# Task goal
Please transcribe the records precisely; pictures stay out of your copy.
"""
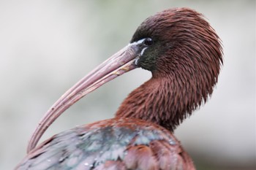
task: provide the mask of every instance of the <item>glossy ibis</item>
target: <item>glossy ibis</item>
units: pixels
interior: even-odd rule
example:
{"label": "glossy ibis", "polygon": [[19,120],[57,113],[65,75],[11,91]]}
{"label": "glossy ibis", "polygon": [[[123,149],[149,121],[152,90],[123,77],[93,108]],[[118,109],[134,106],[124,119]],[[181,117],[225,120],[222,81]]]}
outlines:
{"label": "glossy ibis", "polygon": [[[213,92],[222,63],[215,31],[188,8],[149,17],[129,44],[66,92],[34,131],[17,169],[195,169],[173,130]],[[76,127],[35,147],[67,108],[104,83],[132,70],[152,77],[133,90],[113,119]]]}

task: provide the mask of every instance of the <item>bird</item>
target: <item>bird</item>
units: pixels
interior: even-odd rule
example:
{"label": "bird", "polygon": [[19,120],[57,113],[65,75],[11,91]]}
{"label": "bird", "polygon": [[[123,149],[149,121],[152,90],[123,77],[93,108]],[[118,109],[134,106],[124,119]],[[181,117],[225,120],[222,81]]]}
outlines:
{"label": "bird", "polygon": [[[201,13],[177,7],[148,17],[127,46],[49,109],[15,169],[196,169],[173,131],[211,97],[222,64],[222,41]],[[70,106],[137,68],[151,77],[128,95],[113,118],[64,131],[37,147]]]}

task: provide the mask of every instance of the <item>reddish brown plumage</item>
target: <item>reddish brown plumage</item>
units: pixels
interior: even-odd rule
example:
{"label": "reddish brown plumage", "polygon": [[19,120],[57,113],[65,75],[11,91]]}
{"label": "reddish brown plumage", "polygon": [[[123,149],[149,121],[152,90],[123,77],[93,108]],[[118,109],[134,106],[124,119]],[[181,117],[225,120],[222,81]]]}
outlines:
{"label": "reddish brown plumage", "polygon": [[151,16],[138,30],[132,41],[153,35],[161,53],[151,79],[129,95],[116,117],[143,119],[173,131],[212,93],[222,63],[220,40],[202,15],[186,8]]}
{"label": "reddish brown plumage", "polygon": [[[167,9],[146,19],[124,50],[110,64],[97,67],[100,73],[89,74],[68,90],[49,113],[61,114],[98,88],[98,82],[108,81],[104,77],[135,67],[151,71],[152,77],[128,96],[115,118],[53,136],[31,151],[17,169],[195,169],[172,132],[207,101],[217,82],[222,50],[215,31],[194,10]],[[111,63],[123,57],[128,61],[118,61],[128,66]],[[111,73],[104,74],[105,66]],[[92,80],[93,75],[97,78]],[[35,145],[33,140],[31,144],[29,151]]]}

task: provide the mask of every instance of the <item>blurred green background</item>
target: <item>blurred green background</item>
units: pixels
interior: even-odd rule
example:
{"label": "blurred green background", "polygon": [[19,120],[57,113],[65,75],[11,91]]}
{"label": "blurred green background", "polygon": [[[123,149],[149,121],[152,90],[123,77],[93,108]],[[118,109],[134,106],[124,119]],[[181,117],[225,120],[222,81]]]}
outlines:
"""
# Output below
task: provide the mask of every instance of the <item>glossy ibis</item>
target: <item>glossy ibis</item>
units: pixels
interior: even-odd rule
example:
{"label": "glossy ibis", "polygon": [[19,120],[57,113],[65,75],[11,91]]}
{"label": "glossy ibis", "polygon": [[[123,149],[149,121],[152,90],[123,77],[93,108]],[[118,109],[134,106],[124,119]],[[181,117],[225,120],[222,81]]]}
outlines:
{"label": "glossy ibis", "polygon": [[[213,92],[222,63],[215,31],[188,8],[149,17],[129,44],[66,92],[34,131],[17,169],[195,169],[173,130]],[[76,127],[35,147],[67,108],[104,83],[132,70],[152,77],[133,90],[113,119]]]}

task: provide the mask of every instance of the <item>bird</item>
target: <item>bird</item>
units: pixels
interior: even-odd rule
example:
{"label": "bird", "polygon": [[19,120],[57,113],[65,75],[11,91]]}
{"label": "bird", "polygon": [[[123,149],[149,121],[152,90],[123,77],[93,108]],[[118,109],[134,106],[124,119]],[[181,117],[225,120],[222,81]]]}
outlines:
{"label": "bird", "polygon": [[[201,13],[177,7],[148,17],[127,46],[49,109],[15,169],[196,169],[173,131],[211,97],[222,64],[222,41]],[[70,106],[137,68],[151,77],[128,95],[113,118],[64,131],[37,147]]]}

task: provide the mask of every instance of the <item>reddish brown plumage</item>
target: <item>reddish brown plumage</item>
units: pixels
interior: even-odd rule
example:
{"label": "reddish brown plumage", "polygon": [[19,120],[57,113],[65,75],[11,91]]}
{"label": "reddish brown plumage", "polygon": [[[123,149],[149,121],[152,90],[123,77],[93,108]],[[118,109],[134,106],[124,119]],[[181,117],[225,120],[222,81]]]}
outlines:
{"label": "reddish brown plumage", "polygon": [[151,16],[138,30],[132,41],[153,35],[161,53],[151,79],[129,95],[116,117],[143,119],[173,131],[212,93],[222,63],[220,40],[202,15],[186,8]]}
{"label": "reddish brown plumage", "polygon": [[[167,9],[146,19],[124,50],[110,64],[97,67],[100,73],[89,74],[68,90],[49,113],[61,114],[98,88],[98,82],[108,81],[104,77],[135,67],[151,71],[152,77],[128,96],[115,118],[53,136],[31,151],[17,169],[195,169],[172,132],[207,101],[217,82],[222,50],[215,31],[194,10]],[[111,63],[123,57],[128,61],[118,61],[128,66]],[[111,73],[104,74],[105,66]],[[92,80],[93,75],[97,78]],[[35,145],[33,140],[31,144],[29,151]]]}

task: provide the mask of every instance of the <item>blurred green background</item>
target: <item>blurred green background</item>
units: pixels
interior: even-odd rule
example:
{"label": "blurred green background", "polygon": [[19,120],[57,113],[65,75],[11,91]]}
{"label": "blurred green background", "polygon": [[[123,149],[149,121],[152,90],[123,77],[93,108]],[[118,109],[134,106],[124,119]],[[181,117],[225,120],[222,81]]]}
outlines:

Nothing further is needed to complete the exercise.